Page extract:
···
Travel on the country's highways, waterways and rail were largely trouble-free yesterday even though a large number of people headed home for the Eid holidays.
Bus tickets were pricey but the highways were free of congestion. Trains and launches were overcrowded.
Second-grader Ashfaq Rakin was sparkling with excitement at Mohakhali bus terminal yesterday just before he got on a bus for Tangail with his parents.
“I am going to play with my cousins during Eid as there is no playground around our Uttara home,” said a bubbly Rakin, who will have the opportunity to play out in the open at their Delduar village.
Rakin's father Khalilur Rahman, an engineer, paid Tk 200 for each ticket he bought for his family. The usual price is Tk 160.
Aminul Islam, a technician of a company, was not so “lucky”. He was travelling to his Gaibandha village home along with his wife and kid.
Bus steward (supervisor) Md Reza, who was standing near the ticket counter, then told Aminul that he could arrange for two seats if Aminul paid him Tk 1,300, which was almost double the normal price.
Aminul tried to make a deal with Reza for Tk 1,250 but it did not go through.
“I do not know what is in store for me today,” said Aminul, adding, “There is no other bus service to Gaibandha from Mohakhali and I cannot afford an air-conditioned bus.”
···
Set task 1:
Answer these questions from the Eid travel report:
(a) To which town was the bus Ashfaq Rakin boarded headed?
(b) How much did Khalilur Rahman pay for each ticket, and what is the usual price?
(c) How much did Md Reza ask Aminul Islam to pay for two seats?
Set task 2: Set down the stretch of the Eid travel report from "Travel on the" through "wife and kid.", word for word.
Set task 3: Summarize the Eid travel report in two sentences.
The material that comes next is not needed for anything here.

Extracted entries:
···
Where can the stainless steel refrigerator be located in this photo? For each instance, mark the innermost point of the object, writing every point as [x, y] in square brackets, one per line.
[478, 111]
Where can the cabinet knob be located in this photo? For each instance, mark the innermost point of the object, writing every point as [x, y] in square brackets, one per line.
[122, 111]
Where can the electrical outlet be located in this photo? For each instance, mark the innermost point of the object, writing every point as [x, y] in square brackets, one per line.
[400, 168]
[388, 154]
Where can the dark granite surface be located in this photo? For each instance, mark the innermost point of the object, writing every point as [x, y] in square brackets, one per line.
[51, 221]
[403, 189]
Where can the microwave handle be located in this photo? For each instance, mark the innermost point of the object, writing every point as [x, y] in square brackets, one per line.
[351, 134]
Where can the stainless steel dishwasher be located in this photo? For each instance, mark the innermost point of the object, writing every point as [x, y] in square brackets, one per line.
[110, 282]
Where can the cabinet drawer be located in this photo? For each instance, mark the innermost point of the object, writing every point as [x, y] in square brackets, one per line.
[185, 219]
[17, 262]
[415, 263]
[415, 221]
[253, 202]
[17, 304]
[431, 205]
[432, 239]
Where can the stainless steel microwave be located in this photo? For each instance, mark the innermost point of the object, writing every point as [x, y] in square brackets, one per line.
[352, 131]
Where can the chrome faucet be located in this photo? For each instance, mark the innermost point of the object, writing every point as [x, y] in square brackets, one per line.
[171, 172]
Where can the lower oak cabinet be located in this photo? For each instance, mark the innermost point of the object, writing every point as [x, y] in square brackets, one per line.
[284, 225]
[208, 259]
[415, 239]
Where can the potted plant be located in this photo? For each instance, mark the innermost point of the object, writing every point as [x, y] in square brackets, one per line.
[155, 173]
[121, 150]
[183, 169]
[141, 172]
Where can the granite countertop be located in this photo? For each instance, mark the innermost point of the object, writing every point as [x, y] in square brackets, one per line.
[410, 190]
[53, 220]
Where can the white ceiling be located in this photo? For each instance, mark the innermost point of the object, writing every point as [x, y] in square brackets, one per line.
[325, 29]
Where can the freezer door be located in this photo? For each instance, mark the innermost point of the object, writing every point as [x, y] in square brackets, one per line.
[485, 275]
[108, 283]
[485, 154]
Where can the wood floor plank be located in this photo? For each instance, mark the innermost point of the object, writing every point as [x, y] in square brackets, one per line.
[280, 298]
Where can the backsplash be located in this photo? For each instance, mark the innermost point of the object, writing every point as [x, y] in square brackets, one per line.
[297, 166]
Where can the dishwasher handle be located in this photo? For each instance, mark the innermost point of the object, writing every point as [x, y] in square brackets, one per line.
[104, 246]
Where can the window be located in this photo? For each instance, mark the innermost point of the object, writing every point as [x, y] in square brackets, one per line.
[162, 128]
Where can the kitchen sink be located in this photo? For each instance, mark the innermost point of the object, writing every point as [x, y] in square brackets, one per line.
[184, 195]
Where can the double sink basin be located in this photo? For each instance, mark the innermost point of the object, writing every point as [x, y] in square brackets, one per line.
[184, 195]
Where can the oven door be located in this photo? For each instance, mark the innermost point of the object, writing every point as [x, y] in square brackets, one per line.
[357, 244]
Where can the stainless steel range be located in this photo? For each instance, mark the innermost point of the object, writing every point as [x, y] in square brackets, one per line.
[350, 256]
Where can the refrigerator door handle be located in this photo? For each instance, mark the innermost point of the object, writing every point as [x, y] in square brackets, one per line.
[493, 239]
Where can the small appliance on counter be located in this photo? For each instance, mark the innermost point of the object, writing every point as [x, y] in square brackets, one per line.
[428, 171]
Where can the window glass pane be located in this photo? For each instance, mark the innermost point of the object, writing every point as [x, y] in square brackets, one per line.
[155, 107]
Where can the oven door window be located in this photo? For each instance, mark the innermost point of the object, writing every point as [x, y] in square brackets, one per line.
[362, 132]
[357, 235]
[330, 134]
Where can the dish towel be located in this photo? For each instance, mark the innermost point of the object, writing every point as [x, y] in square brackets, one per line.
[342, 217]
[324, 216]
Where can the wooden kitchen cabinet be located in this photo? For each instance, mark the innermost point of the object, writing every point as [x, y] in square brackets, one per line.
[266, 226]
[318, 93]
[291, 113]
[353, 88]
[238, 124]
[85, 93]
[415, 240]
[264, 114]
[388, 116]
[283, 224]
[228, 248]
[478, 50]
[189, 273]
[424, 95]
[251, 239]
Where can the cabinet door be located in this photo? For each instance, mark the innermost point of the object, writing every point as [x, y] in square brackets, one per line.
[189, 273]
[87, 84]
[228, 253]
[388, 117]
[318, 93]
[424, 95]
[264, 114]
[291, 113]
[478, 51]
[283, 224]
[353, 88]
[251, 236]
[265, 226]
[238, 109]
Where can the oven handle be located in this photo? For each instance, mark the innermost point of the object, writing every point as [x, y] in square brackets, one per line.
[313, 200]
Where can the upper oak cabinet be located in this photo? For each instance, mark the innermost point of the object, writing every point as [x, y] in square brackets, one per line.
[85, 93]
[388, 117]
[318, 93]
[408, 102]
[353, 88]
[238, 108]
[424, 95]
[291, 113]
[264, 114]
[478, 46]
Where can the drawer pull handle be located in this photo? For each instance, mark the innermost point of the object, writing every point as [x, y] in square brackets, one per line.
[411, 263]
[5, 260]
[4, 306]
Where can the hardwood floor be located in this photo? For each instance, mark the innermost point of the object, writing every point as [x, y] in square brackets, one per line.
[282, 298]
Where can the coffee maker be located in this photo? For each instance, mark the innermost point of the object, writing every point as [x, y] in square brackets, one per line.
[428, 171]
···
Worked solution 1:
(a) Tangail.
(b) He paid Tk 200 per ticket. The usual price is Tk 160.
(c) Tk 1,300.

Worked solution 2:
Travel on the country's highways, waterways and rail were largely trouble-free yesterday even though a large number of people headed home for the Eid holidays.
Bus tickets were pricey but the highways were free of congestion. Trains and launches were overcrowded.
Second-grader Ashfaq Rakin was sparkling with excitement at Mohakhali bus terminal yesterday just before he got on a bus for Tangail with his parents.
“I am going to play with my cousins during Eid as there is no playground around our Uttara home,” said a bubbly Rakin, who will have the opportunity to play out in the open at their Delduar village.
Rakin's father Khalilur Rahman, an engineer, paid Tk 200 for each ticket he bought for his family. The usual price is Tk 160.
Aminul Islam, a technician of a company, was not so “lucky”. He was travelling to his Gaibandha village home along with his wife and kid.

Worked solution 3: Travel by highway, waterway and rail was largely trouble-free yesterday even though many people headed home for Eid, but bus tickets were pricey and trains and launches were overcrowded. One family paid Tk 200 per bus ticket instead of the usual Tk 160, and a technician traveling to Gaibandha was asked to pay Tk 1,300 for two seats, almost double the normal price.